A ‘representação-representatividade’ não irá nos salvar – Parte III: Insights para críticas artísticas por negras e negros

por Mariana Queen Nwabasili | Thu Jun 16 2022 18:14:35 GMT+0000 (Coordinated Universal Time)

“Se o objetivo da luta pela libertação negra, voltada a conquistar reformas, era tornar as estruturas sociais existentes igualitárias, então o pressuposto era de que a comoditização da vida cultural negra seria passivamente aceita, desde que as imagens produzidas fossem vistas como ‘boas’ ou ‘positivas’. E isso seria determinado pelo fato de as imagens criadas serem ou não vistas como úteis para promover a inclusão racial no discurso dominante. Situar a crítica cultural feita por críticos negros apenas no campo reformista do debate sobre imagens boas e más silenciou efetivamente um diálogo crítico mais complexo”, trecho de “Cenas de libertação: verbalizar este anseio”, bell hooks, livro Anseios: Raça, Gênero e Políticas Culturais, 2019.

#### [INSTRUÇÃO 1]
Reproduza o texto acima palavra por palavra, do título à última linha.

#### [LINHAS]
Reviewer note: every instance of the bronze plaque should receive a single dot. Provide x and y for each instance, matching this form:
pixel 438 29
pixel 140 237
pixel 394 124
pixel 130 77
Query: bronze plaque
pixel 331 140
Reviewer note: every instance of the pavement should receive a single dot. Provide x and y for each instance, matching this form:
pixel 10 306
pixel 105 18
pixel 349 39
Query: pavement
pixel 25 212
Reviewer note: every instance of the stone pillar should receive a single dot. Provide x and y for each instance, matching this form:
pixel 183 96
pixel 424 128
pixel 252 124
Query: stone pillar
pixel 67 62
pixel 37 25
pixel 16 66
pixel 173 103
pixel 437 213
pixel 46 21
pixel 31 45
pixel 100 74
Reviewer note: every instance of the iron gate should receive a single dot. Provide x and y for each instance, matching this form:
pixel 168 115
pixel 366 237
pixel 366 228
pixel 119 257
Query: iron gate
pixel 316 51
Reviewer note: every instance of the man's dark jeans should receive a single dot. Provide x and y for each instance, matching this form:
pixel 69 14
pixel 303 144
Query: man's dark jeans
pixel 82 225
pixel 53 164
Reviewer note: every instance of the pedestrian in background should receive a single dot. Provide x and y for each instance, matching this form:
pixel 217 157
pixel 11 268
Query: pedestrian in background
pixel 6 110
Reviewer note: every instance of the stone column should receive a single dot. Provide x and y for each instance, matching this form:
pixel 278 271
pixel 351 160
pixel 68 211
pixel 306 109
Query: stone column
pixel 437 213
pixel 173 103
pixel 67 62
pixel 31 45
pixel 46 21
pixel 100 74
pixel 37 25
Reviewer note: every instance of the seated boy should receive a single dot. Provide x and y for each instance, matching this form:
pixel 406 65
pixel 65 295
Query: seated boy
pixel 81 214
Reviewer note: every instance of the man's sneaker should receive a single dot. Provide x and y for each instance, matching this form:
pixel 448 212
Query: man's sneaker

#### [INSTRUÇÃO 2]
Localize todas as linhas acima que contêm a palavra "Query" e copie cada uma delas. Maiúsculas e minúsculas devem ser consideradas.

#### [RESPOSTA CORRETA 1]
A ‘representação-representatividade’ não irá nos salvar – Parte III: Insights para críticas artísticas por negras e negros

por Mariana Queen Nwabasili | Thu Jun 16 2022 18:14:35 GMT+0000 (Coordinated Universal Time)

“Se o objetivo da luta pela libertação negra, voltada a conquistar reformas, era tornar as estruturas sociais existentes igualitárias, então o pressuposto era de que a comoditização da vida cultural negra seria passivamente aceita, desde que as imagens produzidas fossem vistas como ‘boas’ ou ‘positivas’. E isso seria determinado pelo fato de as imagens criadas serem ou não vistas como úteis para promover a inclusão racial no discurso dominante. Situar a crítica cultural feita por críticos negros apenas no campo reformista do debate sobre imagens boas e más silenciou efetivamente um diálogo crítico mais complexo”, trecho de “Cenas de libertação: verbalizar este anseio”, bell hooks, livro Anseios: Raça, Gênero e Políticas Culturais, 2019.

#### [RESPOSTA CORRETA 2]
Query: bronze plaque
Query: pavement
Query: stone pillar
Query: iron gate
Query: man's dark jeans
Query: pedestrian in background
Query: stone column
Query: seated boy
Query: man's sneaker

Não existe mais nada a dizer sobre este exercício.